* START PAGE TEXT *

Another problem is that the author fails to prove his claim that the
varnas in the Vedas were seperate and hereditary. Instead, he assumes
from the start that brahman, ksatra and vis are near synomyms for brahmana,
ksatriya and vaisya. But that merely begs the question. What needs to be
proven is that the varnas were endogamous, that one who once acted as a
warrior or king could not become a priest and so on. Hypergamy is common
in brahmanas and even in the Mahabharata. As the authors of the brahmanas
never talk about who married their daughters, we do not know if hypogamy
was present or not. To make such assumptions without answering all the
questions is not the right way to proceed.

It should be noted that (2h) is neccessary for the conclusions that
Smith draws in the concluding chapter. By itself, (2s) is insufficeint.
If the horse can be brahmin, kshatriya or 'lower class' depending on
context, that cannot be used to claim that varnas should be hereditary
and fixed for ever.

Smith notes that an opposing view has been presented, in a persuavise
fashion, by Heesterman. Yet, the examples given by him are not discussed
here, nor are we given any references that refute Heesterman. The author's
review of Heesterman's essays also makes only similar dogmatic assertions,
without any supporting evidence. (Heesterman has made a good case that the
diksita, at certain point leads a raid (or a mock raid) and after his
return, begins to act like a brahmana. As the various sacrifices are said
to follow each other, such changes in role would be common, till the
sacrifical spiral is ended. This possibility is not considered either. It
may not be out of place to note that the 'feasts of merit/confirmation'
among the 'kafirs' of Hindukush are rather similar to the picture presented
by Heesterman. These feasts are in two parallel sequences, one for warriors
and another for those aspiring to priestly purity. Those engaged in the
latter sequence may still take part in raids ([JR, pp.27--28, p.88],
[RK, p.140] on the Uta]).

One also gets the feeling that the conclusions drawn by Smith depend on
certain unspoken assumptions. In particular, he seems to assume that
vedic religion originally dealt with deified powers of nature and that
the rituals were developed later. How else are we interpret the "sic"
after 'supernatural' on p.210, or the comments on rituals in chapter 10?
This is not the place to discuss the objections to 'nature religion'
(see [CQ], ch.4), or beat the dead horse of Max Mueller's theory on
the origin and growth of rituals.

At this point, we must take time consider an earlier publication of Smith.
In [SR], he analysed the use of resemblences in vedic ritual theory and
practice. There the claims on the origins of rituals are made more
explicitely. Since these claims seem to underlie some Smith's concluding
remarks, let us study them in some detail.

* END PAGE TEXT *

# WORK TO DO
Can you carry on the critique of Smith's views on the Vedic varnas, picking up right after its final sentence?

* START EXCERPTED DATA *

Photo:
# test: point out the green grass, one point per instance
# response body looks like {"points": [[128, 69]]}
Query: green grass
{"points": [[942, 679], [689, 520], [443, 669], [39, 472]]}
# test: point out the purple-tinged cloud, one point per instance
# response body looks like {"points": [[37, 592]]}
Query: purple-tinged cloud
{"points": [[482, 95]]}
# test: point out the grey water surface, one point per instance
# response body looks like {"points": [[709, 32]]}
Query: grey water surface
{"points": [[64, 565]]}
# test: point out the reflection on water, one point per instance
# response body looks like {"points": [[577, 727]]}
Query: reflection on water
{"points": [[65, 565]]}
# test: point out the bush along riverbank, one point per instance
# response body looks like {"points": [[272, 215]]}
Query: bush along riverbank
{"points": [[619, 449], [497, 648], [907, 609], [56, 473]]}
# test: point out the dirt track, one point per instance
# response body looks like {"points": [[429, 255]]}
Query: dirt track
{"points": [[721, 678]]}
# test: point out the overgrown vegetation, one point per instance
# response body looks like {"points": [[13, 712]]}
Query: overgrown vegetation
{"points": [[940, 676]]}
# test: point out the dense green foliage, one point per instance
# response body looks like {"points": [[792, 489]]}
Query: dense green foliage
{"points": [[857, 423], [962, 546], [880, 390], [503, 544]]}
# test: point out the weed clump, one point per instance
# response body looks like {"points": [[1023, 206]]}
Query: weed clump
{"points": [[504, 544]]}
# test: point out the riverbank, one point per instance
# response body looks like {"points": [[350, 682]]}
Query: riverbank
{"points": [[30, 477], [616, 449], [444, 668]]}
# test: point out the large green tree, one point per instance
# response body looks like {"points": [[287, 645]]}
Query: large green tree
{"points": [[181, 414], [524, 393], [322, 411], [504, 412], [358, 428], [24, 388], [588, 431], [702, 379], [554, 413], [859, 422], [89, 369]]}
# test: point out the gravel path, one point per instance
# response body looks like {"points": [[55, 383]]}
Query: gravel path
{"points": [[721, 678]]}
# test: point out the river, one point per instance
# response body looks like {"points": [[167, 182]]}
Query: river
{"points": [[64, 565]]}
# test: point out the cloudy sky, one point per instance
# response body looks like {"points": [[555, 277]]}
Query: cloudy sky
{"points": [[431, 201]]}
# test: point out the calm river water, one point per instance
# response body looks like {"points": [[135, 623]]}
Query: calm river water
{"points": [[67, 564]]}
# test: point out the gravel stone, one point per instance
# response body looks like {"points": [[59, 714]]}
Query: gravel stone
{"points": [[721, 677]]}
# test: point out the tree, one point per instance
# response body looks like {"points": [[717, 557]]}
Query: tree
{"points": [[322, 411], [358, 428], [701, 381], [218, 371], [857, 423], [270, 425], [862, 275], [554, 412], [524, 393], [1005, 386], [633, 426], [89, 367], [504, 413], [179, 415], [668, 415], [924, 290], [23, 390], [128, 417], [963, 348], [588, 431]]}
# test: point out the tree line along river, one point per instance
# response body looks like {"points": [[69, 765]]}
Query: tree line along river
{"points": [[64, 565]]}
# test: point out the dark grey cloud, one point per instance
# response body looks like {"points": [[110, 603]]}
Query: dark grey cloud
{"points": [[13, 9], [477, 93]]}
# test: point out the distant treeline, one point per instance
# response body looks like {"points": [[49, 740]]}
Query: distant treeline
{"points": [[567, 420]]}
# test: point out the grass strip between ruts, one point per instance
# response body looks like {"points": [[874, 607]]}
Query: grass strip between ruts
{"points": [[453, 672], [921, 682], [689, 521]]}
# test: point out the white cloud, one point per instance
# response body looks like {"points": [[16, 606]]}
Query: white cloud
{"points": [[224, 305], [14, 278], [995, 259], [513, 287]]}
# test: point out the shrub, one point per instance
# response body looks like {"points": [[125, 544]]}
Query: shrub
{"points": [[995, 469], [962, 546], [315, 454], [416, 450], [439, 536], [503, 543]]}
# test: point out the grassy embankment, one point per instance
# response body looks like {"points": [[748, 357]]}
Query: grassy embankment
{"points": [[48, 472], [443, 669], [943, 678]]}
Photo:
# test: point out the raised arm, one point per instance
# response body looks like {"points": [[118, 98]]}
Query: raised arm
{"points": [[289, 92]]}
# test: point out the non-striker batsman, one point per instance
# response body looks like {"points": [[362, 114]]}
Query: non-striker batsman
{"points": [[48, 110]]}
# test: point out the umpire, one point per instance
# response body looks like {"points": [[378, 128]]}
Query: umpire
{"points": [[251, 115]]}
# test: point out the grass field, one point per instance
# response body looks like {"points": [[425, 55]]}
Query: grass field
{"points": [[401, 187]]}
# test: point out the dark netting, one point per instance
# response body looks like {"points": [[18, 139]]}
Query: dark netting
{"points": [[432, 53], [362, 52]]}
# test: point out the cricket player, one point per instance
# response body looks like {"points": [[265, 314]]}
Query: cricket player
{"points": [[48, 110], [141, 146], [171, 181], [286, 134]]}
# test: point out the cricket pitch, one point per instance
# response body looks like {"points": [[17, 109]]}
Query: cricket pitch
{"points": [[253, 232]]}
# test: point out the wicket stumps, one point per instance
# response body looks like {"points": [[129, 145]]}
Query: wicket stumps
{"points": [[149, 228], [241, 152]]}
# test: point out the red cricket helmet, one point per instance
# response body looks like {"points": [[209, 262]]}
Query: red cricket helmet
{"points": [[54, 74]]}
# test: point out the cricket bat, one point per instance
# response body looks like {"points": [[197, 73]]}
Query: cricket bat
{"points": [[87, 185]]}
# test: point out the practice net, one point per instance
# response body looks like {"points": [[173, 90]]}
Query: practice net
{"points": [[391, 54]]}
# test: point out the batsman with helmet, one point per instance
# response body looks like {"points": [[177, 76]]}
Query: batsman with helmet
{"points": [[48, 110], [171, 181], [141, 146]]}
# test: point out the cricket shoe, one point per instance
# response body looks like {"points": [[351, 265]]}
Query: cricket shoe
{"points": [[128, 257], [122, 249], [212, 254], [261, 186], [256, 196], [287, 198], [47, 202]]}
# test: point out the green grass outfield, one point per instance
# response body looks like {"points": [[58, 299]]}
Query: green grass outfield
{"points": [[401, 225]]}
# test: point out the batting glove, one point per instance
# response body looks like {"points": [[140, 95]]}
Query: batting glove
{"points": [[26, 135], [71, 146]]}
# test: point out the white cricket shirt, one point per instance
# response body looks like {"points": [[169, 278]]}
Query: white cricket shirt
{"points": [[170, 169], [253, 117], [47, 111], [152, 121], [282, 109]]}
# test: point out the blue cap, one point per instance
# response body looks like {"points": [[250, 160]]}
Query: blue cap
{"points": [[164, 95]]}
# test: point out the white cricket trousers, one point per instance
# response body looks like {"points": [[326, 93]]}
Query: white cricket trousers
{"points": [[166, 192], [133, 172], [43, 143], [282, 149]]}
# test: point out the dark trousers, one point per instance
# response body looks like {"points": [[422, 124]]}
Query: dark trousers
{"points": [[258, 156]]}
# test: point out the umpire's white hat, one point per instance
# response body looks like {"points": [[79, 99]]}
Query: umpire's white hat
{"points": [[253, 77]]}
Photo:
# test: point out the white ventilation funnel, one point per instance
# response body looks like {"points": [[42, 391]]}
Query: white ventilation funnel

* END EXCERPTED DATA *

# RESPONSE BELOW
In [SR], the following comments are made:

    (1). It is, at any rate, just as possible to posit an origin within
    vedic ritualism for the domestic sacrifice as it is to imagine it
    "absorbed" by vedic ritualism; but the question reamins unresolved.

    (2). The 'feminization' of domestic sacrifice ... had as one of its
    purposes to denigrate it in comparison to the srauta ritual. (p.155)

    (3). pakayajna was conceived and represented as a diminutive,
    condensed form its larger model, the srauta ritual. (p.160).

    (4). Jan Gonda demostrated that upanayana is both conceived as and
    modelled on the initiation and consecration of the sacrificer. (p.207)

The use of the word 'conceived', and the talk of 'origins' are at best
misguided and at worst misleading. Gonda, as others before him, has not
failed to note that the vedic 'rites of passage' are similar to those of
other Indo-European cultures: See the general remarks in [GR, pp.546--547]
and about upanayana in particular in [GC, p. 364]. While Gonda talks about
the similarities between upanayana and initiation/consecration rituals,
he wisely refrains from talking about their 'conception'. We should
follow his example.

Smith attempts to butteress his arguments with the following quote from
[GR, p.549]:

    There is no denying that the domestic cult as described in the grhya
    manuals was to a considerable extent influenced by and even modelled
    on, the srauta rites which in some cases run parallel."

(see [SR, p.170]). However Smith fails to note that Gonda goes on to say

    Since, however, fundemental features of the the solemn rites must have
    been based on or borrowed from an ancient simple and 'general' or
    undifferentiated ritual, it is very difficult to make certain about
    the question as to how far those who first compiled grhya manuals
    codified the ancient and genuine rites and traditions of their
    communities and how far they tried to adapt part of the rites to
    principles and prescripts prevailing in the srauta ceremonies, how far
    they elaborated the domestic rites hither to performed in simple
    unadorned fashion by means of the abundant liturgical material of the
    solemn sacrifices.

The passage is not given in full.